Materials provided:
--- START ---

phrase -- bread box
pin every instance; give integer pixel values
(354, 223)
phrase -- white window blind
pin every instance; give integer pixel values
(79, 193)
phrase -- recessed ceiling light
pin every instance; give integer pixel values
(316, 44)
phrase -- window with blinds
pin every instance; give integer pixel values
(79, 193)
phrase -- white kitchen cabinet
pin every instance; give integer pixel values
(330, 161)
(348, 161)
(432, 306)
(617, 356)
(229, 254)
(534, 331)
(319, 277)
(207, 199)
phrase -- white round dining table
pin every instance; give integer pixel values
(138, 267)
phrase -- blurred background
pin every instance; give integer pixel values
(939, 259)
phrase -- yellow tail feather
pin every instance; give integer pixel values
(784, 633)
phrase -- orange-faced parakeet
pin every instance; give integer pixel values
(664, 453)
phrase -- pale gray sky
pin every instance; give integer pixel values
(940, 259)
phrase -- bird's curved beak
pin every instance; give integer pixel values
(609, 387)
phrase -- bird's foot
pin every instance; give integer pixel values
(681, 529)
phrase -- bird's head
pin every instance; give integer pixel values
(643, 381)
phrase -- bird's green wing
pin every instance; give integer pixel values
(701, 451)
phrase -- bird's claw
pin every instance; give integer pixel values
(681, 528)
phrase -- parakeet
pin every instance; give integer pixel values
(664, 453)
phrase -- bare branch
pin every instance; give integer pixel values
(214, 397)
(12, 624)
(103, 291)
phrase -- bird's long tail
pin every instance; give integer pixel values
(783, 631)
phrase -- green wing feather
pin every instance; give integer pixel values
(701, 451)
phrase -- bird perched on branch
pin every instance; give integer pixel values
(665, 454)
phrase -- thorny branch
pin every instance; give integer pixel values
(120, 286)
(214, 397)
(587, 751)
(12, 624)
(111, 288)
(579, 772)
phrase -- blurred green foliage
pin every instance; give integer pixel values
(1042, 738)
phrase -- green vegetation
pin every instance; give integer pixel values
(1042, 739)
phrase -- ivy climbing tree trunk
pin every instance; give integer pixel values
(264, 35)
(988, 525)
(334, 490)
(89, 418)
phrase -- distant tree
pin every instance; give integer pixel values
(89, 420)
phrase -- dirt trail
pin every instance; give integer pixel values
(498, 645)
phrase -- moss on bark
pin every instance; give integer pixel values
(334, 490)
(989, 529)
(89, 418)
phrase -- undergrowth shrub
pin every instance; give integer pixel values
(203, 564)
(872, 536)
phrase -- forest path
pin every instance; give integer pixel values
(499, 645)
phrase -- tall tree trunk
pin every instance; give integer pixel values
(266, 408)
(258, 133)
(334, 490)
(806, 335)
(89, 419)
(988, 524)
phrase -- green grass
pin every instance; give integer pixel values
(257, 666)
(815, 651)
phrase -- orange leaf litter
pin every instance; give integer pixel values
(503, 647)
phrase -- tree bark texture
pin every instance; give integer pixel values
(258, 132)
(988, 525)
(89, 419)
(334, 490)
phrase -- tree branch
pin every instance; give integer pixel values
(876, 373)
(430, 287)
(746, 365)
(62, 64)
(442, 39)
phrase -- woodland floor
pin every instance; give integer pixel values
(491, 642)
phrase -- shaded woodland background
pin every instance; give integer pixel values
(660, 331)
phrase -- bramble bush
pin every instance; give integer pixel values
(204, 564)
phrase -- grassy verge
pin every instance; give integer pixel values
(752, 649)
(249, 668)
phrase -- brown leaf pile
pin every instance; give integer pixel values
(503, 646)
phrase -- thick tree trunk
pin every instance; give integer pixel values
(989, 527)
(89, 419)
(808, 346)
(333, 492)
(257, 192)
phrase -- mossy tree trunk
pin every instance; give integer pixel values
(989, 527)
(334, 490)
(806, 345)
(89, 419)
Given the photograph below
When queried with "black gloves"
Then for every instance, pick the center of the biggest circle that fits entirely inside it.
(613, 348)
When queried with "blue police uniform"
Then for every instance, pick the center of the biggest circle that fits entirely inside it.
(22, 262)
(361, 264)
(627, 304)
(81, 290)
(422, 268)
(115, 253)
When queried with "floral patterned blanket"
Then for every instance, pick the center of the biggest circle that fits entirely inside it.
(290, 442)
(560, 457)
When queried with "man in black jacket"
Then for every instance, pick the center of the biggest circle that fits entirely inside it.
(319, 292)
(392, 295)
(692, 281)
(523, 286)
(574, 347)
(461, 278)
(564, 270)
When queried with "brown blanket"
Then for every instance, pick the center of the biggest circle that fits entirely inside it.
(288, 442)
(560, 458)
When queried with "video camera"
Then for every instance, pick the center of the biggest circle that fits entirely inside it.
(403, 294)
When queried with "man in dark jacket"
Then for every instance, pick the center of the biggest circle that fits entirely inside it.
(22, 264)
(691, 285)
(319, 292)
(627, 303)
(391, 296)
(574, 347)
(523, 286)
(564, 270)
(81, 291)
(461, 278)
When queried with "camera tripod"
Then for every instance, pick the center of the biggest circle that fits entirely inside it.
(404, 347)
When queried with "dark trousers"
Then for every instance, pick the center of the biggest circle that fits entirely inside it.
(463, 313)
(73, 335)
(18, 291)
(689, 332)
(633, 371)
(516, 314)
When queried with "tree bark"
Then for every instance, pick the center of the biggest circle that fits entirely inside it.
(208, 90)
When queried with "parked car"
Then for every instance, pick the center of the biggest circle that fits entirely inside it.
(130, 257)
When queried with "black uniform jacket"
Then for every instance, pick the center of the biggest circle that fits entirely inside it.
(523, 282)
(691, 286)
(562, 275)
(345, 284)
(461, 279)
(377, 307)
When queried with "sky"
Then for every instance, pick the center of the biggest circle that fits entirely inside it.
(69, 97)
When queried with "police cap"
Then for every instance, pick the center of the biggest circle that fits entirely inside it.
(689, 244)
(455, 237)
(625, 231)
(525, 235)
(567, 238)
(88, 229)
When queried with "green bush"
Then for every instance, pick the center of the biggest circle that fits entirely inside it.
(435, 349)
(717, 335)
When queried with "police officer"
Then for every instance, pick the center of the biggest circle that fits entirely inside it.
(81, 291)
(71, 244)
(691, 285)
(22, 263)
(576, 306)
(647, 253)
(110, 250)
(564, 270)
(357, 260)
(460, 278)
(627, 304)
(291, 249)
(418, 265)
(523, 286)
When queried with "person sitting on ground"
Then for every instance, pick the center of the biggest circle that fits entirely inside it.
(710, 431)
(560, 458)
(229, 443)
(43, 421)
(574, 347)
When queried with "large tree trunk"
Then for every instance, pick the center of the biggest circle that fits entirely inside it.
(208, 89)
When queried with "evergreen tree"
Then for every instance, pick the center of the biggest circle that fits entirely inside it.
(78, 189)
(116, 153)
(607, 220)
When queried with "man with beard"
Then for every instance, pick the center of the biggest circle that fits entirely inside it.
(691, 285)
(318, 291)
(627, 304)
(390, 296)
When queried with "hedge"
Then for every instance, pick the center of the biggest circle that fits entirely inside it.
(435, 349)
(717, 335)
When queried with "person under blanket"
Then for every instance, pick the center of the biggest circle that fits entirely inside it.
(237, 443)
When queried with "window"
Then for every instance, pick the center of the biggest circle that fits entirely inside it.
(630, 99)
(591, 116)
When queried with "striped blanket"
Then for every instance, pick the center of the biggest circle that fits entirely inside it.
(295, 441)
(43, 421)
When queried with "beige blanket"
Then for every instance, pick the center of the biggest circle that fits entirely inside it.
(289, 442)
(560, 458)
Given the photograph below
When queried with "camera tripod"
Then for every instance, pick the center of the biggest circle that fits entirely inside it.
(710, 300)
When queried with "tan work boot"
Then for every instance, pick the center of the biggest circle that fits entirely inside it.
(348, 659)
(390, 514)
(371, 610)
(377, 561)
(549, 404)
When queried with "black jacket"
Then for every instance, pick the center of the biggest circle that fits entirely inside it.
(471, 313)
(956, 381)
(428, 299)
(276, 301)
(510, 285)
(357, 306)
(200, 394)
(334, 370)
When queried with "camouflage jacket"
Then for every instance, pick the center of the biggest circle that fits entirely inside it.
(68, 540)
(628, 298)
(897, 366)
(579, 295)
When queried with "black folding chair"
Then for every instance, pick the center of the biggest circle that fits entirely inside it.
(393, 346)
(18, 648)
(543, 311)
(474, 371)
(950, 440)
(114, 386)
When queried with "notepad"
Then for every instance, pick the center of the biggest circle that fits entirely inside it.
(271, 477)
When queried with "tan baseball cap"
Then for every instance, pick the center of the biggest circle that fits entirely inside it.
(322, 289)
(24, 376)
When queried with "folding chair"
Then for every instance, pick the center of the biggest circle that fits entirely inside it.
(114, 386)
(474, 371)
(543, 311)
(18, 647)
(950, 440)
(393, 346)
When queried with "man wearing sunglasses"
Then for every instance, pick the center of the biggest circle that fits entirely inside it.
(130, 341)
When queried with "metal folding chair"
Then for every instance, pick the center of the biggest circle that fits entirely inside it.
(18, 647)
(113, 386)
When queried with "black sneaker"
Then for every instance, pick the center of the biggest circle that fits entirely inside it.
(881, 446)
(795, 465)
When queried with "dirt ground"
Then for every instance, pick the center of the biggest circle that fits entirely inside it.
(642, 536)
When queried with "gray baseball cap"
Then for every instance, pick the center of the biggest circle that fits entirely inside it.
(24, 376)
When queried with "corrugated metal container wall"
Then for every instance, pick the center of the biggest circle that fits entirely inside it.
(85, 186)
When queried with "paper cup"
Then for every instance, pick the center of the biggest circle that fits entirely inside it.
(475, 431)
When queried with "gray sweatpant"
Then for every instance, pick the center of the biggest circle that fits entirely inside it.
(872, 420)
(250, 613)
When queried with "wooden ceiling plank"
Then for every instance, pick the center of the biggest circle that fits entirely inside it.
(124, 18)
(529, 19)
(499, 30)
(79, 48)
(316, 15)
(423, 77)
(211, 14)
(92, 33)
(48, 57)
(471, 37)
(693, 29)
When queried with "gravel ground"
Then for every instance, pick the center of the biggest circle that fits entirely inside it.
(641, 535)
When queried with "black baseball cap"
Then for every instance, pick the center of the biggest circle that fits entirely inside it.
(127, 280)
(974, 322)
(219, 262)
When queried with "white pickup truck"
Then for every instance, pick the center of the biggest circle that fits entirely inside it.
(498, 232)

--- END ---

Work request:
Return each line of the listing that holds the string "gray".

Exercise output:
phrase -- pale gray sky
When queried with "gray baseball cap"
When queried with "gray sweatpant"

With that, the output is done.